What the exercise asks: Render each line of the entries below as a Markdown table with the columns Row and Line, numbering the rows in order and skipping any blank lines.

[BEGIN Data excerpts]

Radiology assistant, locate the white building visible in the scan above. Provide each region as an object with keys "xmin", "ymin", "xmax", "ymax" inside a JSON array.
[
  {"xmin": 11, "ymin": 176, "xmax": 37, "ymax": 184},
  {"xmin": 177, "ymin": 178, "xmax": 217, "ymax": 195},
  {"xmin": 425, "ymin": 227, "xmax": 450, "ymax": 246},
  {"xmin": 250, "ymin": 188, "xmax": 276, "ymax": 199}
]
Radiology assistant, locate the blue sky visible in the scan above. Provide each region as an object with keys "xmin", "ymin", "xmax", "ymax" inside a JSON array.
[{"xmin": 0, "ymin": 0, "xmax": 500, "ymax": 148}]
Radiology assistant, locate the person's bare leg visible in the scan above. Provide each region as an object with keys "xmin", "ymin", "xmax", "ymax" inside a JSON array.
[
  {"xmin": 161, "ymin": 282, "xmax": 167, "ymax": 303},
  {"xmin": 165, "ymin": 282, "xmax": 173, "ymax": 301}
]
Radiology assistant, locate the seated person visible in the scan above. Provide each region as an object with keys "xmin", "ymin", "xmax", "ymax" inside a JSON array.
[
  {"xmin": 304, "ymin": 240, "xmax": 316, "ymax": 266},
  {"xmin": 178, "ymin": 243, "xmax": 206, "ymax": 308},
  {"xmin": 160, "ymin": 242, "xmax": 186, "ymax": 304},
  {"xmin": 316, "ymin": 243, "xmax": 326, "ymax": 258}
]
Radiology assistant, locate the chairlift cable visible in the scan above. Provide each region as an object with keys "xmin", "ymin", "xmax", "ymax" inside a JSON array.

[END Data excerpts]

The response:
| Row | Line |
|---|---|
| 1 | Radiology assistant, locate the white building visible in the scan above. Provide each region as an object with keys "xmin", "ymin", "xmax", "ymax" inside a JSON array. |
| 2 | [ |
| 3 |   {"xmin": 11, "ymin": 176, "xmax": 37, "ymax": 184}, |
| 4 |   {"xmin": 177, "ymin": 178, "xmax": 217, "ymax": 195}, |
| 5 |   {"xmin": 425, "ymin": 227, "xmax": 450, "ymax": 246}, |
| 6 |   {"xmin": 250, "ymin": 188, "xmax": 276, "ymax": 199} |
| 7 | ] |
| 8 | Radiology assistant, locate the blue sky visible in the scan above. Provide each region as an object with keys "xmin", "ymin", "xmax", "ymax" inside a JSON array. |
| 9 | [{"xmin": 0, "ymin": 0, "xmax": 500, "ymax": 148}] |
| 10 | Radiology assistant, locate the person's bare leg visible in the scan above. Provide each region as an object with keys "xmin", "ymin", "xmax", "ymax" inside a JSON array. |
| 11 | [ |
| 12 |   {"xmin": 161, "ymin": 282, "xmax": 167, "ymax": 303}, |
| 13 |   {"xmin": 165, "ymin": 282, "xmax": 173, "ymax": 301} |
| 14 | ] |
| 15 | Radiology assistant, locate the seated person visible in the scan above. Provide each region as an object with keys "xmin", "ymin", "xmax", "ymax" inside a JSON array. |
| 16 | [ |
| 17 |   {"xmin": 304, "ymin": 240, "xmax": 316, "ymax": 266}, |
| 18 |   {"xmin": 178, "ymin": 243, "xmax": 206, "ymax": 308}, |
| 19 |   {"xmin": 160, "ymin": 242, "xmax": 186, "ymax": 304}, |
| 20 |   {"xmin": 316, "ymin": 243, "xmax": 326, "ymax": 258} |
| 21 | ] |
| 22 | Radiology assistant, locate the chairlift cable visible in the scan above. Provide each region as an object with keys "xmin", "ymin", "xmax", "ymax" inside a JSON array. |